▶ Required actions
**A.** Answer these questions from the blog entry, one per line, marked as shown:
(i) For how long has the writer had a wracking cough?
(ii) What does the writer say "Wait, Wait...Don't Tell Me" has?
(iii) Which actor starred in the PBS play about John Lennon?
**B.** Output the part of the blog entry starting at "I don't understand" and ending at "It has limericks.", word for word.

Start of Passage shown

Monday, November 22, 2010

November 22

I don't understand how John Keats wrote all that poetry while dying of tuberculosis. I've spent the last two weeks with a wracking cough that left me unable to concentrate on so much as a crossword puzzle. So I have nothing profound (or otherwise) to say about this anniversary, the 9/11 of my generation. I see nothing of a commemorative nature on the cable channels that will program absolutely anything and call it history -- not even "JFK and Nostradamus: The Hidden Secret Facts and Theories!" Although the abomination known as The Biography Channel has a two-hour study called "Mad Mel: The Rise and Fall of a Hollywood Icon." Pass.

I see "The Daily Show" is reruns this week, which must be confusing for the people who rely on it as their primary news source. I don't do that, of course; I get all my information from "Wait, Wait...Don't Tell Me" on NPR weekends. It has limericks.

I watch television. I know there must be a support group somewhere, but you have to want to recover. I put it on late at night and just let it burble on, and it messes up my head but no worse than alcohol or drugs would. I refuse to be ashamed of it any more.

I try to find the quality stuff. Yesterday, C-SPAN (whose motto is "One camera was good enough for Charlie Chaplin, and it's good enough for us") had the Miami Book Fair. In normal circumstances BookTV doesn't deign to cover novels, but these festivals sneak it in: Jonathan Franzen and George W. Bush promoted their newest works of fiction. Then PBS had a play about John Lennon starring Christopher Eccleston. The writing was tedious -- apparently all Lennon did around 1970 was yell at people and whine for his daddy -- and the usually impeccable Eccleston had a surprisingly hard time sustaining a Liverpool accent. Tonight it was "Moguls and Movie Stars" Part 4, which added little to my store of knowledge but was very enjoyable, as was the chance to see Cagney in two classics, Footlight Parade and The Public Enemy. "By a Waterfall" is still the greatest, wettest wet dream in all of movie musicals, and I can't get enough of "Shanghai Lil." When they're dancing on the bar, Cagney evidently decides that if Ruby Keeler is going to stare at her feet, he will, too. Priceless. And now we're up to the scene where Tom Powers is measured for a suit by a stereotypically gay salesman -- who needs Craig Ferguson?

End of Passage shown
Start of Supplied records

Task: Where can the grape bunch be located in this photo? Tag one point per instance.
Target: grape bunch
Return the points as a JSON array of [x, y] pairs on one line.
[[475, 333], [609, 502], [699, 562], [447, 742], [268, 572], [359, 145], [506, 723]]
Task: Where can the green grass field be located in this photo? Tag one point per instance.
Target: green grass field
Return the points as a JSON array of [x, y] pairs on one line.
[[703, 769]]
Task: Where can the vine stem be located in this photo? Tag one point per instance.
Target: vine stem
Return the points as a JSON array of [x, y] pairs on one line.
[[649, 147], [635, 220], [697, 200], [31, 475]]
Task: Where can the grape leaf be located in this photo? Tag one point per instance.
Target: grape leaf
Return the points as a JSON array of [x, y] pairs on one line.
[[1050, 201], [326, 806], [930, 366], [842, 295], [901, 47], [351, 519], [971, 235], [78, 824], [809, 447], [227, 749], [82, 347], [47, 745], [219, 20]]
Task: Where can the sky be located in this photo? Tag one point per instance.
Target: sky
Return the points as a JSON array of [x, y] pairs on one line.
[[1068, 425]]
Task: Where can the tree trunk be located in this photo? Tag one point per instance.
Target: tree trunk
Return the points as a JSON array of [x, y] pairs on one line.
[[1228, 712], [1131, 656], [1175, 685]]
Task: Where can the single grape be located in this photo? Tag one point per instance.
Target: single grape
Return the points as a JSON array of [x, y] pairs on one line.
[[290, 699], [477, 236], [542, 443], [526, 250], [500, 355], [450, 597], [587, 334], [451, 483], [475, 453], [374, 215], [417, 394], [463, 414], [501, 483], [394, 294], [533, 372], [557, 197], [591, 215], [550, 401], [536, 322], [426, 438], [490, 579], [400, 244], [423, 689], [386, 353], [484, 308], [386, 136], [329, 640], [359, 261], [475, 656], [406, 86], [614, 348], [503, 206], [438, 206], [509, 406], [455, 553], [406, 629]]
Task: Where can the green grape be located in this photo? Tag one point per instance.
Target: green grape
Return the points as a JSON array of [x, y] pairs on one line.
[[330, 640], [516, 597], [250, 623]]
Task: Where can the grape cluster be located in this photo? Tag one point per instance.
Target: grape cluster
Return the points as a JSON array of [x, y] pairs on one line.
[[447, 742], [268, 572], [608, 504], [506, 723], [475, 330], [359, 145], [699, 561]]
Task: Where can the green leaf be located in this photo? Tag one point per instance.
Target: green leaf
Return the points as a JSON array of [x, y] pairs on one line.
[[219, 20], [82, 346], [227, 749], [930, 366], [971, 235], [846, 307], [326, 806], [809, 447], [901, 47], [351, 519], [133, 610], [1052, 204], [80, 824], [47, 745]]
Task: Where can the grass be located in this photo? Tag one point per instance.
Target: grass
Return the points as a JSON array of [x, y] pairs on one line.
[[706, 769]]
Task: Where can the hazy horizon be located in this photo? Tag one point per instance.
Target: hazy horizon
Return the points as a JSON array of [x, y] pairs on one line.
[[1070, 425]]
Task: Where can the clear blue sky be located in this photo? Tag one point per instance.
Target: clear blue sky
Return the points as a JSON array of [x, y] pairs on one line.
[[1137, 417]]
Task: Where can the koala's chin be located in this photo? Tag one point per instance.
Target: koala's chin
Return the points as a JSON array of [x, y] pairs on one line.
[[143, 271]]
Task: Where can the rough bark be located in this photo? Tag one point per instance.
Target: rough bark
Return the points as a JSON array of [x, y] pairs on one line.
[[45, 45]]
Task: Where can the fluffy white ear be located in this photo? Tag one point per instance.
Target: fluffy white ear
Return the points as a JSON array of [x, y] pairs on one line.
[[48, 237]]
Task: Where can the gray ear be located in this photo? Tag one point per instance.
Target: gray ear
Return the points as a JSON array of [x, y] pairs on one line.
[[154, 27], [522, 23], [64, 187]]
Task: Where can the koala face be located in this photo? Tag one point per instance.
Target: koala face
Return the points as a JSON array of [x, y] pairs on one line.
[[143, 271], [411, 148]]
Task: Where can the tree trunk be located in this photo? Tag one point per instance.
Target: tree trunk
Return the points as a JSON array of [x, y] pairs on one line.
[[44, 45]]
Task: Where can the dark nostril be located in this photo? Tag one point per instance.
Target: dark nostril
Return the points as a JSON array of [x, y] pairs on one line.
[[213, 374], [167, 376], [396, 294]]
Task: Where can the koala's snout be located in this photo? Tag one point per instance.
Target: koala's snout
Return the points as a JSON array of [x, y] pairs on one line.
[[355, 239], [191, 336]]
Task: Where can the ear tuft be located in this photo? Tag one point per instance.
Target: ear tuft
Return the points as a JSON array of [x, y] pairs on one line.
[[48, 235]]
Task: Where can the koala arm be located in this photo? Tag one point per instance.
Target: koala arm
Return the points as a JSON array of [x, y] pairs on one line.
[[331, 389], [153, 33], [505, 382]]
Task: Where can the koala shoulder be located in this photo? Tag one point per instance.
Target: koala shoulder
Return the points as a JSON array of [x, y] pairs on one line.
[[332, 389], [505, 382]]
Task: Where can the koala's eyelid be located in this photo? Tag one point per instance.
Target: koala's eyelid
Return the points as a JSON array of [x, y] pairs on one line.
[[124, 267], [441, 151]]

End of Supplied records
Start of Supplied records

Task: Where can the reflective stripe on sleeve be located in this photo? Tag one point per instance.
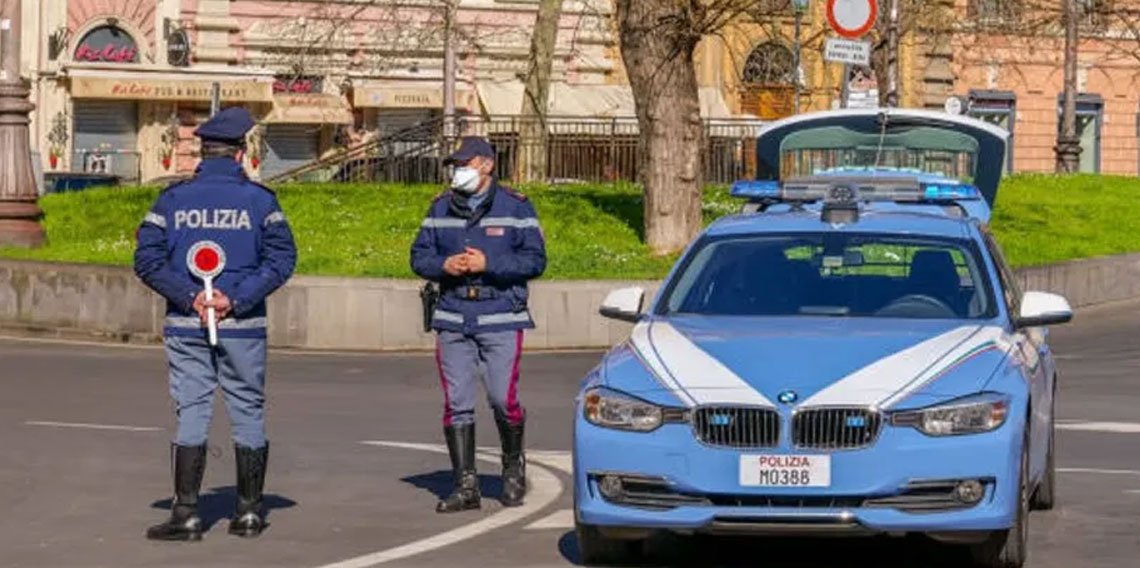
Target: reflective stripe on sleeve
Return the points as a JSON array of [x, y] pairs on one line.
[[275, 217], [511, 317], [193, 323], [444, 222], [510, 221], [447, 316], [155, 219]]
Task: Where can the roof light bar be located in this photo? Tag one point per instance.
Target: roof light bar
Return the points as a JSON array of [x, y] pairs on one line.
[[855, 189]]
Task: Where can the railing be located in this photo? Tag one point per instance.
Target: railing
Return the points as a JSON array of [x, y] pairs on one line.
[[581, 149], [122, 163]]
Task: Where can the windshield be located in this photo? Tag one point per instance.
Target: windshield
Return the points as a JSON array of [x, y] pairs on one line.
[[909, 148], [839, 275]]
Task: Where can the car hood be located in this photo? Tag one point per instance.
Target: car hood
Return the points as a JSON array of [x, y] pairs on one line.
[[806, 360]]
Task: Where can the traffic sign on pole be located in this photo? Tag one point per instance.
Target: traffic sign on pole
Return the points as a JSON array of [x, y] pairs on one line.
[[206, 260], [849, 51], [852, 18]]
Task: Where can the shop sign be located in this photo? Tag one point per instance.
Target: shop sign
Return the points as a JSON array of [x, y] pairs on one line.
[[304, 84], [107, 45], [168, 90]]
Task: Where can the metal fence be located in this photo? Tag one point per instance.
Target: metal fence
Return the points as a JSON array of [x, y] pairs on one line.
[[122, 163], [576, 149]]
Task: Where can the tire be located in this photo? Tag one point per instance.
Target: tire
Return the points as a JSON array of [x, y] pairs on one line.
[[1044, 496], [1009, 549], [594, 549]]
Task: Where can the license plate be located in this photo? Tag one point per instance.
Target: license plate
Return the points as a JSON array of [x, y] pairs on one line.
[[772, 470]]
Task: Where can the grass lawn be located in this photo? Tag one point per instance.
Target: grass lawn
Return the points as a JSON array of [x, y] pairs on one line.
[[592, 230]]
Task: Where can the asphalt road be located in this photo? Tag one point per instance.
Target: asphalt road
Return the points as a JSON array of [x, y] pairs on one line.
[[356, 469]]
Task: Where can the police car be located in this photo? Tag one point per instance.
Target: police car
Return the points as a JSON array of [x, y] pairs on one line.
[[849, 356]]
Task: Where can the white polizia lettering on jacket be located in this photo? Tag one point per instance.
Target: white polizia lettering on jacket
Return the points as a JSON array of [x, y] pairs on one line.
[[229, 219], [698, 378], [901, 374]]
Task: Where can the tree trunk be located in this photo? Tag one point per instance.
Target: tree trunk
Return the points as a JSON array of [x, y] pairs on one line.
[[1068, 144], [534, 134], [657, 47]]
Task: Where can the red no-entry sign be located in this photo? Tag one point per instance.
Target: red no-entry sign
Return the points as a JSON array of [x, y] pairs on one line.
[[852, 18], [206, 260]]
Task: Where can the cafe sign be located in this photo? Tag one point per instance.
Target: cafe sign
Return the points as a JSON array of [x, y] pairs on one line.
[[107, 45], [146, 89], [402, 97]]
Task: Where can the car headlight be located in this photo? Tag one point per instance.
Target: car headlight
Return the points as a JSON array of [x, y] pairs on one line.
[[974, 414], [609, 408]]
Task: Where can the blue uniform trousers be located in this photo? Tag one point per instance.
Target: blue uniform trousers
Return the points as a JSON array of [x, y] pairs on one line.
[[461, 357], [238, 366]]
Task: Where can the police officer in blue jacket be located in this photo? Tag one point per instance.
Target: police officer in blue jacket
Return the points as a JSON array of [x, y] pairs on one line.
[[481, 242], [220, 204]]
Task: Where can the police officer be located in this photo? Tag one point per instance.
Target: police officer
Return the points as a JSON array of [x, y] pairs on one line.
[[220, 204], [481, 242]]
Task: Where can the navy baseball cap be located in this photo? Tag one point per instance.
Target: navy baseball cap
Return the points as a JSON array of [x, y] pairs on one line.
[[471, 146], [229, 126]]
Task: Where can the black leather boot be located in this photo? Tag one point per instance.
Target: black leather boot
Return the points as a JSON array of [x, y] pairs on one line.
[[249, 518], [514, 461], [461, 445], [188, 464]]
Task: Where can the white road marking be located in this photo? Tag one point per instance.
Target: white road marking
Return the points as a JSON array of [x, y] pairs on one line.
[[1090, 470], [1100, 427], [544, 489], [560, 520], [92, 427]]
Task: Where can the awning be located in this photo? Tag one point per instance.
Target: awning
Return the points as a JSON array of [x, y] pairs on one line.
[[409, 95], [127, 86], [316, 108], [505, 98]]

End of Supplied records

▶ Response list
**A.**
(i) Two weeks.
(ii) Limericks.
(iii) Christopher Eccleston.

**B.**
I don't understand how John Keats wrote all that poetry while dying of tuberculosis. I've spent the last two weeks with a wracking cough that left me unable to concentrate on so much as a crossword puzzle. So I have nothing profound (or otherwise) to say about this anniversary, the 9/11 of my generation. I see nothing of a commemorative nature on the cable channels that will program absolutely anything and call it history -- not even "JFK and Nostradamus: The Hidden Secret Facts and Theories!" Although the abomination known as The Biography Channel has a two-hour study called "Mad Mel: The Rise and Fall of a Hollywood Icon." Pass.

I see "The Daily Show" is reruns this week, which must be confusing for the people who rely on it as their primary news source. I don't do that, of course; I get all my information from "Wait, Wait...Don't Tell Me" on NPR weekends. It has limericks.